▶ _EXERCISE BRIEF_: Copy out the listing exactly.

[Dataset rows]

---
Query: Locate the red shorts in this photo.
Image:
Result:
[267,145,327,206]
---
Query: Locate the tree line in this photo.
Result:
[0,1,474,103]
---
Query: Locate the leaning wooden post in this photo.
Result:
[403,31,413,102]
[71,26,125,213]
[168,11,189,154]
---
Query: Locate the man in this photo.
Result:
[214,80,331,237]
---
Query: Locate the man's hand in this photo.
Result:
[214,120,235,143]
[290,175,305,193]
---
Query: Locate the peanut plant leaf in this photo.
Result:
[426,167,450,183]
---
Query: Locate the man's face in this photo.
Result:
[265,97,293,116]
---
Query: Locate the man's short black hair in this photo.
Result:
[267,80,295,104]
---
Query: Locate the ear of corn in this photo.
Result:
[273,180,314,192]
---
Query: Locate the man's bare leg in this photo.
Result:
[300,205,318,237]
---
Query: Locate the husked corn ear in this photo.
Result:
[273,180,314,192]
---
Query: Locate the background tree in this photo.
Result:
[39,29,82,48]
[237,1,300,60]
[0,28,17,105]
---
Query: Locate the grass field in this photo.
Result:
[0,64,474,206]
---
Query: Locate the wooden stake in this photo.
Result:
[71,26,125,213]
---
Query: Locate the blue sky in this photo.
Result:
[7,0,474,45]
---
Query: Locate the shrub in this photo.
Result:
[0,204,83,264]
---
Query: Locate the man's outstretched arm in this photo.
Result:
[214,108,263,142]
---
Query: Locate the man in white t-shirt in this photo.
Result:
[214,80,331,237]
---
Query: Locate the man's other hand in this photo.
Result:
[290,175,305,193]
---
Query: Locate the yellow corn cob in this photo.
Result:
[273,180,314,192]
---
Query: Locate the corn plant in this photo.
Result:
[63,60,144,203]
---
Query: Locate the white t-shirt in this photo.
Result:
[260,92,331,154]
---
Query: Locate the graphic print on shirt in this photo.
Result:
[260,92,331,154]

▶ _SOLUTION TO THE EXERCISE_:
---
Query: Locate the red shorts in this photo.
Image:
Result:
[267,145,327,206]
---
Query: Locate the tree line in this photo.
Result:
[0,1,474,103]
---
Query: Locate the leaning wooden post in this photo.
Result:
[403,31,413,102]
[71,26,125,213]
[168,11,189,154]
---
Query: Locate the man in this photo.
Result:
[214,80,331,237]
---
Query: Locate the man's hand in this photo.
Result:
[214,120,235,143]
[290,175,305,193]
---
Query: Locate the peanut plant leaf in this photo.
Result:
[426,167,450,183]
---
Query: Locate the man's face in this photo.
Result:
[265,97,293,116]
---
Query: Locate the man's short black hair in this photo.
Result:
[267,80,295,104]
---
Query: Locate the ear of corn in this photo.
Result:
[273,180,314,192]
---
Query: Locate the man's bare leg in this photo.
Result:
[300,205,318,237]
---
Query: Locate the husked corn ear in this photo.
Result:
[273,180,314,192]
---
Query: Locate the background tree in this photo.
Result:
[39,29,82,48]
[237,1,300,60]
[0,28,17,105]
---
Query: Locate the grass field in this photo.
Result:
[0,64,474,206]
---
Query: Locate the wooden stake in this photo.
Result:
[71,26,125,213]
---
Query: Locate the blue sky in this photo.
Result:
[7,0,474,45]
---
Query: Locate the shrub in this photo.
Result:
[0,204,83,264]
---
Query: Locate the man's outstretched arm in this photo.
Result:
[214,108,263,142]
---
Query: Locate the man in white t-shirt in this photo.
Result:
[214,80,331,237]
---
Query: Locate the man's other hand in this photo.
Result:
[290,175,305,193]
---
Query: Locate the yellow corn cob in this photo.
Result:
[273,180,314,192]
---
Query: Locate the corn plant in this photo.
Result:
[63,60,144,203]
---
Query: Locate the white t-shirt in this photo.
Result:
[260,92,331,154]
---
Query: Locate the graphic print on shirt in this photo.
Result:
[260,92,331,154]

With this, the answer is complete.